--- START DOCUMENT SEGMENT ---
Re: HELP: Info about ORACLE7 Performance on RAID

From: Theodore Do <tdo_at_mailsrv1.trw.com>
Date: 1995/08/08
Message-ID: <408i1n$ieb_at_tnn-wan.trw.com>#1/1


Will Kooiman, kooiman_at_interserv.com wrote: Will,

I respected your email inputs. However, your RAID definitions are wrong.

RAID 0: striping but has no parity (i.e. no redundancy). Lose a disk in the raid,

        lose the whole raid (rank). I/O is as fast as a regular disk (if not faster). RAID 1: mirror disk. Lose a disk, still okay. I/O is as fast as a regular disk. RAID 5: striping with parity. Lose a disk in the raid, still okay but the raid will

        be operated in degrade mode. If lose two or more disk in the rank, the 
        whole rank is gone. Slower on write compares to regular disk because 
        RAID-5 needs to recompute parity on each write.

Note: RAID technology allows hot replacement and disk reconstruction (replace
      the bad disk and then rebuild the raid) on line (i.e. while the RAID disk 
      subsystem is active).
--- END DOCUMENT SEGMENT ---
--- START ENTRIES PROVIDED ---
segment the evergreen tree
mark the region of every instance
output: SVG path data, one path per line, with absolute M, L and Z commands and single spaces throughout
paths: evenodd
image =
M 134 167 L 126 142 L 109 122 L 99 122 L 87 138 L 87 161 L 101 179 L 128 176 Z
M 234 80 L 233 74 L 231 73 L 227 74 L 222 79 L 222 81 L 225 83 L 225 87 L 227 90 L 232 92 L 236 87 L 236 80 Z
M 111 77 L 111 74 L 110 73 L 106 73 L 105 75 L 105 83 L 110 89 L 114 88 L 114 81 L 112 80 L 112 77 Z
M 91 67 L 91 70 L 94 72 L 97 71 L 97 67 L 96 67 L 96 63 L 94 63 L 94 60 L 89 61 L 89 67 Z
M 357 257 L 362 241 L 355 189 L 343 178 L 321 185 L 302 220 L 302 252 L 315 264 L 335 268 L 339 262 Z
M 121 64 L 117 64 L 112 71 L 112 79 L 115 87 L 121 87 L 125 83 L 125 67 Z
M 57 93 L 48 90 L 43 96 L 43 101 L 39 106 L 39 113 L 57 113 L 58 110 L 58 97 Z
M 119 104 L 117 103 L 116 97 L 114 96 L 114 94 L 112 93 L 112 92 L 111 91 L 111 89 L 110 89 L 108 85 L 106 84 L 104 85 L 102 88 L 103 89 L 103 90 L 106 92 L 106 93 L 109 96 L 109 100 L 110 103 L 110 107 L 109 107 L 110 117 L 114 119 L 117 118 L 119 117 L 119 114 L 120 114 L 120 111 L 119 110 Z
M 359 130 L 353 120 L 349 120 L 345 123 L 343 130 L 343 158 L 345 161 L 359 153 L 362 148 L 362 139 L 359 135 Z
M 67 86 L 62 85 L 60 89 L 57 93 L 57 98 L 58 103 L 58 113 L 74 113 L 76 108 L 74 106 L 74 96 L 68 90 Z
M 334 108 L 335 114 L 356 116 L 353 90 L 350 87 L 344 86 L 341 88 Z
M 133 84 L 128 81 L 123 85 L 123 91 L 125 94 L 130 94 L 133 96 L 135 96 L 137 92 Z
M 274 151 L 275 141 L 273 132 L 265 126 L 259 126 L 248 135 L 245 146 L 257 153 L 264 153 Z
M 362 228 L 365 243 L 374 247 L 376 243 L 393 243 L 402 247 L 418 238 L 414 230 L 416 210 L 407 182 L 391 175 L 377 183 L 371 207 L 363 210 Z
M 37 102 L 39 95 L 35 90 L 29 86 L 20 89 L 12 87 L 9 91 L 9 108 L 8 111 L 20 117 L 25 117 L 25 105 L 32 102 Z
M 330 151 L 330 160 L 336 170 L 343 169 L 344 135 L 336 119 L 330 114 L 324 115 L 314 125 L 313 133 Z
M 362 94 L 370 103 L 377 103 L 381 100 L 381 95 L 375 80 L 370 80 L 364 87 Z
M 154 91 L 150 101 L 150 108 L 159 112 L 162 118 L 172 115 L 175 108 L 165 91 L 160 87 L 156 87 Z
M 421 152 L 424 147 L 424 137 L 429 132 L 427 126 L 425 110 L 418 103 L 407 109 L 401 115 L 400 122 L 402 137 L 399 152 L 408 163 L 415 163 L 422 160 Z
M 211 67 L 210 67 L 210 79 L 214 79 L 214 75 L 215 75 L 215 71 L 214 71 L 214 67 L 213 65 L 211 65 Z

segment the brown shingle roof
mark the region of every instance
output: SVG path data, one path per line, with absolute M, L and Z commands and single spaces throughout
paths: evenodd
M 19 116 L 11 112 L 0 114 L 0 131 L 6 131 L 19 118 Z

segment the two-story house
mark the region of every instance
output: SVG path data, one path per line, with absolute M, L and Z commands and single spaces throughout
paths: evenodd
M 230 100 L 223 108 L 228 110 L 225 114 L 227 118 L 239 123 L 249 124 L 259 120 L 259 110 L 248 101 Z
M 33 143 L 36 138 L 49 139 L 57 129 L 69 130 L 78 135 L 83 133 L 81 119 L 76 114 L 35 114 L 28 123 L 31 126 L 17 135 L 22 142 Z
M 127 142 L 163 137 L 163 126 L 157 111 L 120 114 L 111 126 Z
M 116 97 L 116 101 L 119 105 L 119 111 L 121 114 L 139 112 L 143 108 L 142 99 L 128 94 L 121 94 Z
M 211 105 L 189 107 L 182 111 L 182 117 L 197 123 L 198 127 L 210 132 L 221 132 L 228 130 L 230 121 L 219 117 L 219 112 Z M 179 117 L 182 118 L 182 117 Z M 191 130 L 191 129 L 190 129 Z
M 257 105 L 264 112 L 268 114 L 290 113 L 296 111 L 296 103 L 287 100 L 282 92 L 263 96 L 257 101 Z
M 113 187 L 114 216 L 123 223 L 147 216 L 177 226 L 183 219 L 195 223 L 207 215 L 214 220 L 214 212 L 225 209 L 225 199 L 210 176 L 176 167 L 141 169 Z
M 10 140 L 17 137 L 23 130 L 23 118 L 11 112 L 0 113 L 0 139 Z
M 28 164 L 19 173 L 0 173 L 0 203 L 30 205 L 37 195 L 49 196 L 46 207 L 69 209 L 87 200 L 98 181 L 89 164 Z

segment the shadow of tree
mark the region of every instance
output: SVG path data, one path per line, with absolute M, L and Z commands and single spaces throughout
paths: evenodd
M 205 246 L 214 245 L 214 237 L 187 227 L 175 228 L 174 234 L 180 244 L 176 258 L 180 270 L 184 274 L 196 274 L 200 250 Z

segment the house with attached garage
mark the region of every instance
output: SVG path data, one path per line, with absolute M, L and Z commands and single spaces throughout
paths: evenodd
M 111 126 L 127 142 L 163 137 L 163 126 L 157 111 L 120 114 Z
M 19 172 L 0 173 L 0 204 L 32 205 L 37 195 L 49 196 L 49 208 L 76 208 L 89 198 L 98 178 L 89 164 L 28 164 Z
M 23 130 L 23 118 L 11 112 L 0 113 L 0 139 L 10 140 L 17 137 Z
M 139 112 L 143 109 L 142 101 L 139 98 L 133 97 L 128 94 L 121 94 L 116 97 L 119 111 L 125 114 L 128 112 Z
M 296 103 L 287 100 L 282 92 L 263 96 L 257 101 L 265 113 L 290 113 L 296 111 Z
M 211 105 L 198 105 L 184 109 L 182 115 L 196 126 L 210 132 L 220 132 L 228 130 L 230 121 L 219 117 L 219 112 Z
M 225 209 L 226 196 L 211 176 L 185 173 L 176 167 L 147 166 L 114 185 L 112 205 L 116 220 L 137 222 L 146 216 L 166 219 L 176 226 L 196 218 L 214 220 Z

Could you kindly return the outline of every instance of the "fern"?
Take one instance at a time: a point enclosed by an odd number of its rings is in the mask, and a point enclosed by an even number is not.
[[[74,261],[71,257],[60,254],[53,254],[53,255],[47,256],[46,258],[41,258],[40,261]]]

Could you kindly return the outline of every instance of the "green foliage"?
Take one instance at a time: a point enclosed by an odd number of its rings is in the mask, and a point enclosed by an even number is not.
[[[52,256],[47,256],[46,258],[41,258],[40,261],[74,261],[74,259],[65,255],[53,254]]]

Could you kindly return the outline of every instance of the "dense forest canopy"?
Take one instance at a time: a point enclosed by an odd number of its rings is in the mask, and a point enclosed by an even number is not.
--- END ENTRIES PROVIDED ---
**REQUIRED TASK**. Copy a stretch of the RAID message word for word, beginning at the words "I respected your" and stopping after "on each write.". You can leave the lines aside; they aren't needed here.

**ANSWER FOR THIS EXERCISE**.
I respected your email inputs. However, your RAID definitions are wrong.

RAID 0: striping but has no parity (i.e. no redundancy). Lose a disk in the raid,

        lose the whole raid (rank). I/O is as fast as a regular disk (if not faster). RAID 1: mirror disk. Lose a disk, still okay. I/O is as fast as a regular disk. RAID 5: striping with parity. Lose a disk in the raid, still okay but the raid will

        be operated in degrade mode. If lose two or more disk in the rank, the 
        whole rank is gone. Slower on write compares to regular disk because 
        RAID-5 needs to recompute parity on each write.